• _RECORDS TO PROCESS_:

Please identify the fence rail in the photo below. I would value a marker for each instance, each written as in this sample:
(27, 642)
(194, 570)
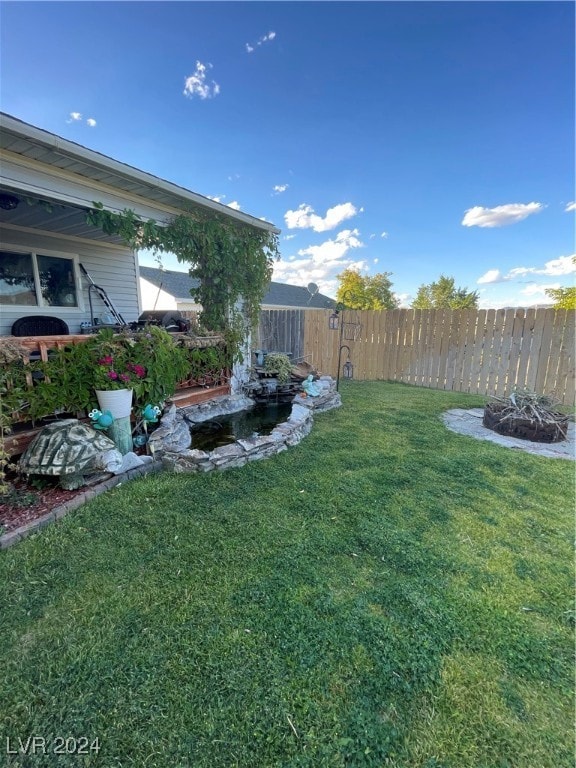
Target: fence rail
(478, 351)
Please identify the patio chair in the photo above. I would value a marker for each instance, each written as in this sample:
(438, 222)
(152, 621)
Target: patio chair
(40, 325)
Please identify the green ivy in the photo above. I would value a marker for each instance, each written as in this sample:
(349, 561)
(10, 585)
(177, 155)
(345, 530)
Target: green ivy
(232, 261)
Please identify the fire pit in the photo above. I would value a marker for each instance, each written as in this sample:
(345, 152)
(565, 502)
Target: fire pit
(527, 416)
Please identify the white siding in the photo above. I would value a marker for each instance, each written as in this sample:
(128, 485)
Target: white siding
(152, 298)
(113, 268)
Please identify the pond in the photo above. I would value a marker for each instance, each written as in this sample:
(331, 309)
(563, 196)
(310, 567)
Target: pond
(224, 430)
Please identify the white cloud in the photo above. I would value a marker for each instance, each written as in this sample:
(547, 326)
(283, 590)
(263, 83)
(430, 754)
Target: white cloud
(563, 265)
(305, 218)
(321, 263)
(492, 276)
(264, 39)
(538, 289)
(196, 85)
(499, 216)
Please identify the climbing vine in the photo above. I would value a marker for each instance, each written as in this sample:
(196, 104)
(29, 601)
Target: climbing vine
(232, 261)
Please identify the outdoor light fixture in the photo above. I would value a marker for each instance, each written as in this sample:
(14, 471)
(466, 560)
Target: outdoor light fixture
(8, 202)
(348, 370)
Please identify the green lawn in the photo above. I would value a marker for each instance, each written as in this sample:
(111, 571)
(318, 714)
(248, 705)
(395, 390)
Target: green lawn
(387, 593)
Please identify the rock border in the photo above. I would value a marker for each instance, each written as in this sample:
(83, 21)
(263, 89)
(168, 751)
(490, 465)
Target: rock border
(237, 454)
(286, 434)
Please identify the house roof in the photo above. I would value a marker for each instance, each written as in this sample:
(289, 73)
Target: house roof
(178, 284)
(22, 140)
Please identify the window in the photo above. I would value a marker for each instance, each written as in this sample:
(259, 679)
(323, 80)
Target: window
(34, 279)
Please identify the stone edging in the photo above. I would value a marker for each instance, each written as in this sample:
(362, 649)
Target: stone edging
(237, 454)
(283, 436)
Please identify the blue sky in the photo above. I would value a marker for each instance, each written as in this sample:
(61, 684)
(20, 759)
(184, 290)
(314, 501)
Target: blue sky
(417, 138)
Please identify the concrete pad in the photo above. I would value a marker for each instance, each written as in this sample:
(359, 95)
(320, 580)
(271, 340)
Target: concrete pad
(469, 422)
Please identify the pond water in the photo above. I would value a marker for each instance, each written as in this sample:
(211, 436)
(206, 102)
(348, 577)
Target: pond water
(225, 430)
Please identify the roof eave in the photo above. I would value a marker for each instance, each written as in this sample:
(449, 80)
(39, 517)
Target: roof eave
(98, 160)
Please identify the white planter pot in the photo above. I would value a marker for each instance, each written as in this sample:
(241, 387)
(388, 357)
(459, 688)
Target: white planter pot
(117, 401)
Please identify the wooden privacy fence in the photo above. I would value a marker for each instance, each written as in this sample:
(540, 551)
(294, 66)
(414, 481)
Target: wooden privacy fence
(282, 330)
(485, 352)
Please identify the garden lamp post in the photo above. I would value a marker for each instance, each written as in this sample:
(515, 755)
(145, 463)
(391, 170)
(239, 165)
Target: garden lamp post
(336, 323)
(348, 367)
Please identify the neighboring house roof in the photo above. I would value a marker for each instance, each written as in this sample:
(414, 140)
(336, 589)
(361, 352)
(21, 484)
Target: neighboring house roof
(285, 295)
(21, 143)
(178, 284)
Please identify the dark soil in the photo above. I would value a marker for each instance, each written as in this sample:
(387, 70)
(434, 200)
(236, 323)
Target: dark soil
(23, 503)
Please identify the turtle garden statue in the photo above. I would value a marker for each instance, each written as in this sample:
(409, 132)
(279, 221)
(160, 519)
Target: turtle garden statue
(70, 450)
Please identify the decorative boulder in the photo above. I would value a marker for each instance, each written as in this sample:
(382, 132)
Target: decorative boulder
(70, 450)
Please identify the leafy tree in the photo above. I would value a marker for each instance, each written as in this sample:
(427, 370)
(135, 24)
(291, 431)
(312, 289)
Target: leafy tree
(564, 298)
(366, 292)
(443, 294)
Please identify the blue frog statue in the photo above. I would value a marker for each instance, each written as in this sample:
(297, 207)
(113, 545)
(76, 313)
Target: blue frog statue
(310, 387)
(101, 420)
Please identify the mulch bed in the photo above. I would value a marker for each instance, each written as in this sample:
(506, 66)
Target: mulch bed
(24, 504)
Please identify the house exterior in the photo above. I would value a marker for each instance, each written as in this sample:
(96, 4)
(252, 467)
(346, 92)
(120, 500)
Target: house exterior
(47, 186)
(163, 289)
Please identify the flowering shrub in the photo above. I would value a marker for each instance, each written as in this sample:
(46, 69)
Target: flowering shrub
(115, 373)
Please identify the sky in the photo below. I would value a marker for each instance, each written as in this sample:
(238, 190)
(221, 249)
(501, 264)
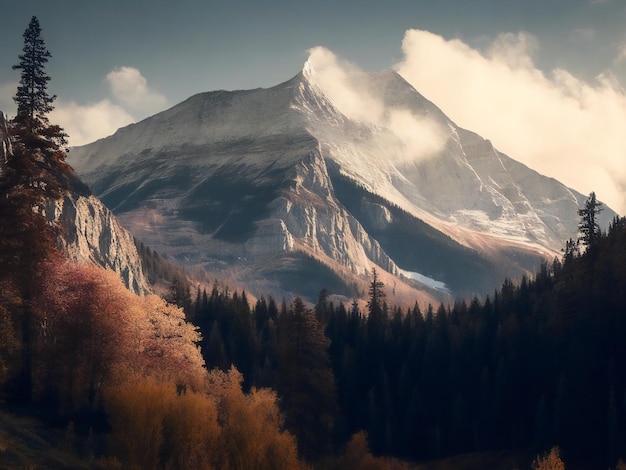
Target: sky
(542, 79)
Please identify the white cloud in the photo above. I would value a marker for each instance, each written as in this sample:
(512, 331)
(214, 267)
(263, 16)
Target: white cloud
(131, 89)
(556, 123)
(86, 123)
(348, 88)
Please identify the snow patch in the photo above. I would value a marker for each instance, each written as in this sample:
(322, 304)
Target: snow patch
(427, 281)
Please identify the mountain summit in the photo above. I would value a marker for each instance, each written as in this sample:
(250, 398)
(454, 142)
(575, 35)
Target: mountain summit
(305, 185)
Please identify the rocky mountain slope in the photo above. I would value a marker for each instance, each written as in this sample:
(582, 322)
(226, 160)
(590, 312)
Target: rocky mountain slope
(90, 231)
(281, 191)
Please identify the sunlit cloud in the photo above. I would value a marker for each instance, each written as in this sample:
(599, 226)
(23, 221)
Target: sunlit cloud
(130, 88)
(348, 88)
(87, 123)
(556, 123)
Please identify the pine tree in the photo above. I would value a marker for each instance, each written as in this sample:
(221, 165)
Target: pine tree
(588, 227)
(33, 173)
(39, 158)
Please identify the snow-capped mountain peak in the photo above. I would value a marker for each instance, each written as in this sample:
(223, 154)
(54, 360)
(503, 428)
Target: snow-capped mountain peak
(331, 173)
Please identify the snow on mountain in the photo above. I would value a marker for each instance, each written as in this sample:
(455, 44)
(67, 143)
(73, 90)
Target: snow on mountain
(270, 186)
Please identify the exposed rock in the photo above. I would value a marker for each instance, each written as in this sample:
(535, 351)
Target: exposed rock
(246, 179)
(90, 232)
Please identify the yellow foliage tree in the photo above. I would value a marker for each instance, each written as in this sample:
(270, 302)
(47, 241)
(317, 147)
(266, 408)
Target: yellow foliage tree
(549, 461)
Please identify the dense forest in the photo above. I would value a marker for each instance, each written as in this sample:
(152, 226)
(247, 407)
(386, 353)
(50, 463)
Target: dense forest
(536, 364)
(208, 380)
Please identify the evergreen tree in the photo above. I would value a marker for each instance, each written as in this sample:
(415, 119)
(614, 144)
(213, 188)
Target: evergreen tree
(33, 173)
(588, 227)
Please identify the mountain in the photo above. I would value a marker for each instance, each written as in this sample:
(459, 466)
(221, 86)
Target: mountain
(89, 230)
(284, 192)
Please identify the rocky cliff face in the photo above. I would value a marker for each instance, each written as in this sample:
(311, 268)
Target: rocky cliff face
(89, 231)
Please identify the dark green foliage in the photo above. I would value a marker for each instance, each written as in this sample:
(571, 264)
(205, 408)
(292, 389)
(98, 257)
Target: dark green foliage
(33, 175)
(588, 227)
(304, 380)
(531, 367)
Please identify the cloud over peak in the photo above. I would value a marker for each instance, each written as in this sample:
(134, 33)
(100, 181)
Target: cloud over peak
(130, 88)
(554, 122)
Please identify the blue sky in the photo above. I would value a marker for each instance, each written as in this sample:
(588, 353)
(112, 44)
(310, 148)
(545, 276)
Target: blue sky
(115, 62)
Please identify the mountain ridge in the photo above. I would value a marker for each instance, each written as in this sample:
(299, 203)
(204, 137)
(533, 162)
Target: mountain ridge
(235, 180)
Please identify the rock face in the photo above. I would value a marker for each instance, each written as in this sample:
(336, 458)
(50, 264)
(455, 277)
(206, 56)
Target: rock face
(248, 182)
(89, 231)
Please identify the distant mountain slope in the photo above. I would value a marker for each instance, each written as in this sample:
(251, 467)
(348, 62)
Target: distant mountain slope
(241, 182)
(89, 231)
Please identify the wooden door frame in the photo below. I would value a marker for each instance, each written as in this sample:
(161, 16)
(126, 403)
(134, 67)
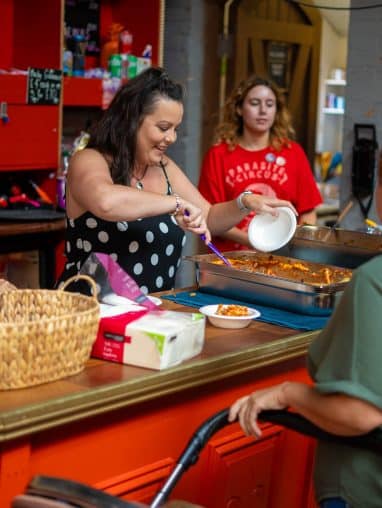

• _WHAT YOU WILL DO_:
Report every line of the records above that contains the word "edging", copying each one in full.

• _RESPONSE FOR THIS EXERCISE_:
Please identify the stone edging in the photo above. I would value a marker for each instance, each written as in this sample:
Target: stone edging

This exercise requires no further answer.